> Yapman gereken
CTP ile UBP'nin durumunu ele alan yazıyı, son cümlesinden sonrasını yazarak sürdür.

> Alıntı metin
Bugün, iki siyasal partimizin içinde oldukları durumları irdelemeye çalışacağız.
Bilindiği gibi, Meclisimizde 4 siyasi parti, temsil edilmekte.
Yine bilindiği gibi, bizde uygulanan demokrasi: “Temsili demokrasi .”
Bugün irdelemeye çalışacağımız partiler: CTP, UBP.
İlk iki sıradaki sıralamaya göre, hükümet ortaklığını bölüştüler.
Başbakanlık, CTP‘de.
UBP’nin ortaklığına, meclis grubundan ve tabandan, muhalefet edilmeye devam edilmekte.
UBP, ay sonu, çetin geçeceğe benzeyen, bir kurultay geçirecek.
İlçe kongrelerinden çıkan sonuç, muhaliflerin Genel Merkeze karşın, güç ve şanslarının daha ağır olduğunu gösteriyor.

> Veriler
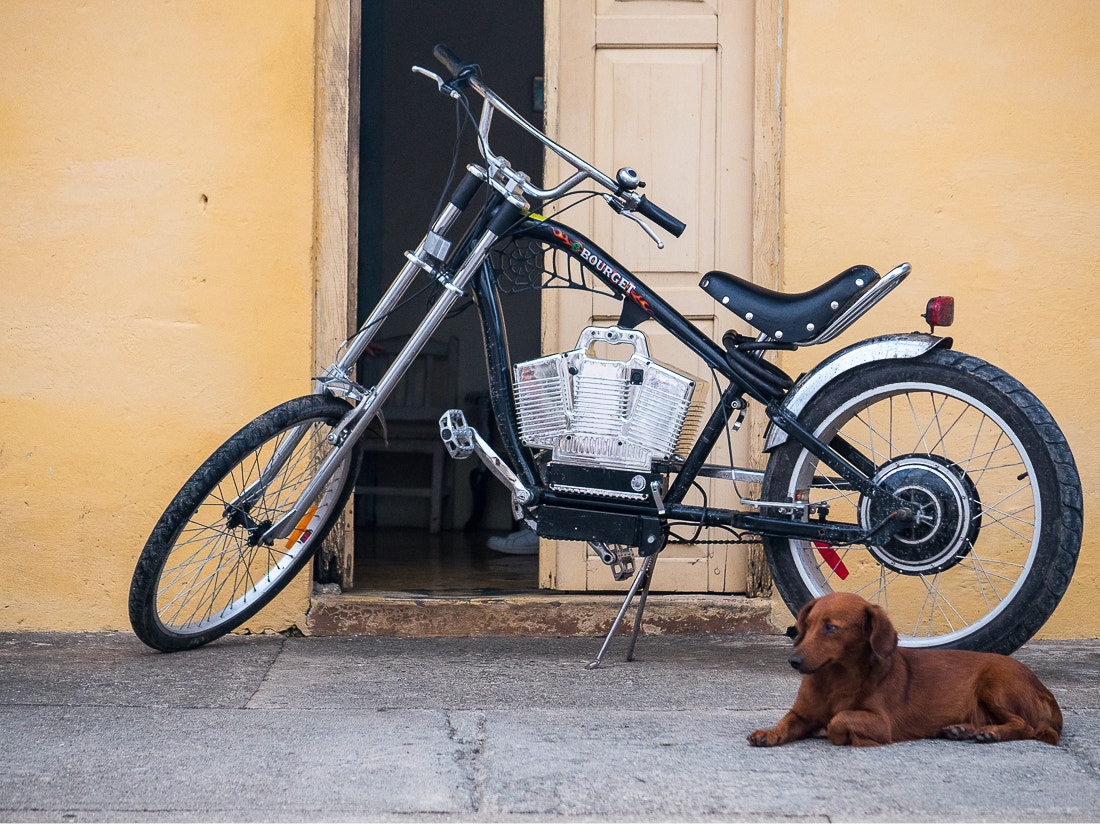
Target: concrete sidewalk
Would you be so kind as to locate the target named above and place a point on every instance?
(97, 727)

> Görevin yanıtı
Girne’deki ilçe seçimleri, hafta sonu yapılacak.
Ay sonu itibarı ile, UBP‘de genel merkezciler seçimi alamazlarsa. Hükümetin geleceği, büyük oranda soru işareti taşımakta .
Muhaliflerin kazanması durumunda ise, vay genel merkezcilerin haline.
Hükümet bozulmasa bile, kabinede tümden değişiklik kaçınılmaz olacak.
Sn. Özgürgün, kurultaya gitmeden çok önce, Sn. Talat gibi, parti içerisindeki dengeleri koruyucu , politikalar izleseydi, karşısında bir blok oluşmasını engellerdi.
Üye listeleri ile, başarı kazanmak bizim memlekette mümkün değil.
Çünkü dengeler, çok hassas.
Bakın Sn. Talat’a: daha hükümettekiler, koltukları ısıtmadan, Nisan kurultayı icabı kabine değişikliğine gitti.
Dengeleri korumasını ve bundan yararlanmasını öğrenmiş gibi.
Tabii, bu kabine değişikliği, CTP‘de, durulmaya çalışılan, politika kazanının yeniden ısınmasına ve kaynamasına yol açacak.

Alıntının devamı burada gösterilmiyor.